_Document segment_.
# Yikes! Dishwasher is attached to formica countertop, we're about to insall granite!!



## kaci (Feb 8, 2007)

We are having granite installed in three rooms, and this moring I realized that our dishwasher is bolted to the underside of our formica countertop. In other words, there isn't any structure above the dishwasher other than the counter top. 
Is this normal??? I'm wondering how they are going to install the granite over that open space, and how my dishwasher will stay in place. Do I need to scratch the idea of granite and get a upgraded formica?


----------



## Daryl in Nanoose (Feb 8, 2007)

Don't worry, they do this all the time. On a regular counter top the nose is made up of two thicknesses of counter top material then they glue build up strips under the top so the bottom of the counter top is level with the top of the cabinets so the doors and drawers can open freely. On Granite they basically so the same thing but they use wood build ups. If there is not going to be a wider nose than one  thickness of the granite they glue plywood shims where the dishwasher flanges are. I have also seen them drill and put inserts into the granite.


----------



## kaci (Feb 8, 2007)

Wow, you sure seem to know your granite.  They are charging $4500 in tear out old countertop and install granite.  Price A which is $61 dollars per foot in the store.  Does this sound like a good deal?  I figured it would be as HDepot
quoted about the same.  K


----------



## Daryl in Nanoose (Feb 8, 2007)

I have seen a lot of granite over the last 5 years so I try to keep my eyes open on how they install this stuff. Price sounds about right.


----------



## MawMaw Di (Mar 15, 2007)

kaci said:


> We are having granite installed in three rooms, and this moring I realized that our dishwasher is bolted to the underside of our formica countertop. In other words, there isn't any structure above the dishwasher other than the counter top.
> Is this normal??? I'm wondering how they are going to install the granite over that open space, and how my dishwasher will stay in place. Do I need to scratch the idea of granite and get a upgraded formica?



Hi, I'm a new member of this forum.  We're getting new granite kitchen counter top installed in 2 weeks.  We're nervous about installing it, too.  We've been remodeling our  20 yrs. old home since 2001 & have finally gotten to our kitchen.  First thing...is to do the granite counter top.  Our contractor was referred to us & we've seen his work...so, we feel comfortable that it will be installed well.  My question is...those of you that have it in your homes..was it well worth the cost?  We're also doing a "lower cabinet to upper cabinet" back splash, with a granite window sill.  Wear & tear...treating it?  Acid etching? I'm going with the color "absolute black:...I have white kitchen cabinets. & oak flooring.  It's a country kitchen.   I just hope the investment is worth it, ha!  Would appreciate replies to my questions.  Also, has anyone installed a downdraft electric stove with the convection oven (drop in Or slide in type stove)?  I'm looking at the GE Profile series & Jenn Air products.   Anyone have them in their kitchens?  Thanks...would appreciate your comments.


----------



## Big Red (Apr 10, 2007)

I just joined this forum and so that is why my reply is a little late and by now you have your granite.  Yes, granite was worth the cost to me.  Its look is far superior to man made countertops, especially if you have a huge expanse of counter.  It is heat resistant and the darker colors show no staining.  All you have to do is reseal it every couple years, and that only takes a few minutes.  You will love them.


----------

_Requirements_.
1. Translate this sentence from the granite countertop thread into Spanish: "It is heat resistant and the darker colors show no staining."
2. Summarize the granite countertop thread in two sentences.
3. Return, unchanged, the part of the granite countertop thread that opens with the words containing "## Big Red (Apr" and closes with "will love them.".
The items below come from a separate source, not from the granite countertop thread.

_Data provided_.
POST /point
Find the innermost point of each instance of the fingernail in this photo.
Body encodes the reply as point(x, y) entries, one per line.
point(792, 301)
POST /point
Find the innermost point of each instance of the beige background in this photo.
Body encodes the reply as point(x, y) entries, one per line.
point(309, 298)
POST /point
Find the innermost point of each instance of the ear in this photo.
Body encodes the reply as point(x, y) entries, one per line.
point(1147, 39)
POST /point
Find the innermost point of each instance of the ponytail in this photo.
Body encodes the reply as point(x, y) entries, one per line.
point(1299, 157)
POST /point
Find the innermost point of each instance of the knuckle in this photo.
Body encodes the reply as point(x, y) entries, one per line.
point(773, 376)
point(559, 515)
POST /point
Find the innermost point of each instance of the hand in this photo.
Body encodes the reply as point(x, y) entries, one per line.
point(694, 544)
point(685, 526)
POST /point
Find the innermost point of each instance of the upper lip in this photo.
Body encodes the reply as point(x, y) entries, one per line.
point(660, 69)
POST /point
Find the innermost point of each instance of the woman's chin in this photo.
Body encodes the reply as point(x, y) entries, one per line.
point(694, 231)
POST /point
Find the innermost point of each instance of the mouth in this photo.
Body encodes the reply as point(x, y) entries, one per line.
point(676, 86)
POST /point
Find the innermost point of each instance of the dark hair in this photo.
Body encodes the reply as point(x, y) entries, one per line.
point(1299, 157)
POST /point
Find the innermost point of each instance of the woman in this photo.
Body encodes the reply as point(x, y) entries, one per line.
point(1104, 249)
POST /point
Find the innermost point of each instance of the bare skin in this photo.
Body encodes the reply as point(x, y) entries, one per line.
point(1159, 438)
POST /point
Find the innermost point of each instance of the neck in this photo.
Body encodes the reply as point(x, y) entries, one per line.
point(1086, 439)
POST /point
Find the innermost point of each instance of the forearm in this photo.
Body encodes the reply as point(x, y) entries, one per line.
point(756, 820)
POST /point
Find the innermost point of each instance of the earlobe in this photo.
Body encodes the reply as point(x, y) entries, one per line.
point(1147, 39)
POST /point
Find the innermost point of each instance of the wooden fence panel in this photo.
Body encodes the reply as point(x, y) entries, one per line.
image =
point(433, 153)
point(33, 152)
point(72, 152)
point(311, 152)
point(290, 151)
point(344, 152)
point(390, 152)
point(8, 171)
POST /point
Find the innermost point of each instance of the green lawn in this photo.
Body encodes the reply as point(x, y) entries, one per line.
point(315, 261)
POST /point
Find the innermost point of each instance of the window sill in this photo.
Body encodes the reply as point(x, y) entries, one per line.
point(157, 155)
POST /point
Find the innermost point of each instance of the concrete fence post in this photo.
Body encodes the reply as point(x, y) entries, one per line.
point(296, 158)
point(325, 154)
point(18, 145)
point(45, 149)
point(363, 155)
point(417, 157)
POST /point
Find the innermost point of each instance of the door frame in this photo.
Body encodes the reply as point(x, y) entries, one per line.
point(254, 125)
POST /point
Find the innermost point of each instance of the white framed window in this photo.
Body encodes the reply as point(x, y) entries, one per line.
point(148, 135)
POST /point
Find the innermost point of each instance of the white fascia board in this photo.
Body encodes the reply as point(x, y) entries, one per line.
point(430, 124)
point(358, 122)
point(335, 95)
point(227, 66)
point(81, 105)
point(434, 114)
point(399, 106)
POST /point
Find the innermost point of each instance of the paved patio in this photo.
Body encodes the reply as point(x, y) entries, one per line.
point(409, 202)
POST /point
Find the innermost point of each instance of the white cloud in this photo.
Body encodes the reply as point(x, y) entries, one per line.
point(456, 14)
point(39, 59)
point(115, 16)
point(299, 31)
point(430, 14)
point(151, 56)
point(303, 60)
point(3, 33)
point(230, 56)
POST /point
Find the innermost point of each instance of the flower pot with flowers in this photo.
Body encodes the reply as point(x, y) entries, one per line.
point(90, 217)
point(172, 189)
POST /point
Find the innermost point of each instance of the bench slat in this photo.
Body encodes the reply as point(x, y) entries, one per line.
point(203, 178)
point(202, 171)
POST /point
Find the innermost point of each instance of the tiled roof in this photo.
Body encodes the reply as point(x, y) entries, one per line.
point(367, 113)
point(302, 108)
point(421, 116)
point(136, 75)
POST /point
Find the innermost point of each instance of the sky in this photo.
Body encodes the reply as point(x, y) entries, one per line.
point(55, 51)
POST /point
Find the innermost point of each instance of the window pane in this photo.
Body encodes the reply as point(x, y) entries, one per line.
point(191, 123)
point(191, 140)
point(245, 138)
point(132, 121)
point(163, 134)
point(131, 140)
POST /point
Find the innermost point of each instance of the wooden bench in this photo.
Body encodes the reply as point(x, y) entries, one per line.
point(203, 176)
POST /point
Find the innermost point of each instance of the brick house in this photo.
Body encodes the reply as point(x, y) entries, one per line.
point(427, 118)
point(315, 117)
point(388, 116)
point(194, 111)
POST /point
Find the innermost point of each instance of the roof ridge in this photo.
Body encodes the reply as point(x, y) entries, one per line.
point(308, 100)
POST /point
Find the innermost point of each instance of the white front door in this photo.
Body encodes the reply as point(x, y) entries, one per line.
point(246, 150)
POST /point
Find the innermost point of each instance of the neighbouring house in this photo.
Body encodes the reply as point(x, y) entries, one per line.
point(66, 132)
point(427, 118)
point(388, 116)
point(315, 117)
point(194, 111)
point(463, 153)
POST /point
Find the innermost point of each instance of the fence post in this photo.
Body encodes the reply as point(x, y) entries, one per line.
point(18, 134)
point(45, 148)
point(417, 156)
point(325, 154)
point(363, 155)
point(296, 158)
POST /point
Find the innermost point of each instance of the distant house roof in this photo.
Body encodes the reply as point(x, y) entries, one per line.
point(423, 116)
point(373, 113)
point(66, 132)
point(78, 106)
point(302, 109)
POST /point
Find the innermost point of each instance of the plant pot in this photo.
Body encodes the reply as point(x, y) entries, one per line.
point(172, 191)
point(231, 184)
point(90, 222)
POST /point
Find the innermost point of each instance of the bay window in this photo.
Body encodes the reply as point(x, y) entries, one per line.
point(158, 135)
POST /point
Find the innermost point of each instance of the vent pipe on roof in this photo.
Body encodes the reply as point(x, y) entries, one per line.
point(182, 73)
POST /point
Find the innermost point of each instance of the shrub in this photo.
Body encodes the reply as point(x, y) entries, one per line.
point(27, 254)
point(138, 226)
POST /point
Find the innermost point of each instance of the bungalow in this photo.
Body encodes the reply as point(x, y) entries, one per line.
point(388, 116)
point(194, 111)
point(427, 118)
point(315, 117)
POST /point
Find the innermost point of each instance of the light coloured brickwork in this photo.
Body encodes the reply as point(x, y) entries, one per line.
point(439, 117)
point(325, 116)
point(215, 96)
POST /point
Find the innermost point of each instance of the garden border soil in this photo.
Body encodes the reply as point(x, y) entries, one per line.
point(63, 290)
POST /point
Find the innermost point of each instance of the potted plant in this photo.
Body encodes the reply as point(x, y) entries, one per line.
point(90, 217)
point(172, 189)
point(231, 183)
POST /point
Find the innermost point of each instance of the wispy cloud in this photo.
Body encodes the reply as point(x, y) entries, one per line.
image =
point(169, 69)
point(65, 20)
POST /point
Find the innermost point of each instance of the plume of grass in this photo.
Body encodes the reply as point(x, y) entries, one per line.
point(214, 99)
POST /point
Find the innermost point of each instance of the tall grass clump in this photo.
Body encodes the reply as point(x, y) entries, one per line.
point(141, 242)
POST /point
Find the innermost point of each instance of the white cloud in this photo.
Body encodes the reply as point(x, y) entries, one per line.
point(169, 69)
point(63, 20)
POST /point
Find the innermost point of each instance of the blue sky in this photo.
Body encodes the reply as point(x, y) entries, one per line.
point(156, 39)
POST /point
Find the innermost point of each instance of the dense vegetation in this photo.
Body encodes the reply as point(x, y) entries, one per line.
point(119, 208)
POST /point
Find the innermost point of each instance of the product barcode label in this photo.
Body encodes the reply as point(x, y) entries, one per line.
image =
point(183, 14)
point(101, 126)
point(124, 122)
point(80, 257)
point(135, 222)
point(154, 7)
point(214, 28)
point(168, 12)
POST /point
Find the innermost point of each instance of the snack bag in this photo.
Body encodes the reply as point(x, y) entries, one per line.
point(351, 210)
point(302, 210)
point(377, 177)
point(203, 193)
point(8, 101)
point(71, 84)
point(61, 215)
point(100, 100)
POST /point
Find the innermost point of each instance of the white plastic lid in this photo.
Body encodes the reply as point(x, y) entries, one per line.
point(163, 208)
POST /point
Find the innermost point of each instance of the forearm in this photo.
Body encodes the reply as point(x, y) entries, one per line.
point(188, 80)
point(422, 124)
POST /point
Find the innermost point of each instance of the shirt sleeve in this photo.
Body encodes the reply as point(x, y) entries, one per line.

_Solutions_.
1. Es resistente al calor y los colores más oscuros no muestran manchas.

2. A poster found that the dishwasher was bolted to the underside of a formica countertop about to be replaced with granite. A reply explained that installers do this all the time by gluing plywood shims where the dishwasher flanges are or by drilling and putting inserts into the granite, and a later member said granite was worth the cost because of its look, heat resistance, and the need only to reseal it every couple years.

3.
## Big Red (Apr 10, 2007)

I just joined this forum and so that is why my reply is a little late and by now you have your granite.  Yes, granite was worth the cost to me.  Its look is far superior to man made countertops, especially if you have a huge expanse of counter.  It is heat resistant and the darker colors show no staining.  All you have to do is reseal it every couple years, and that only takes a few minutes.  You will love them.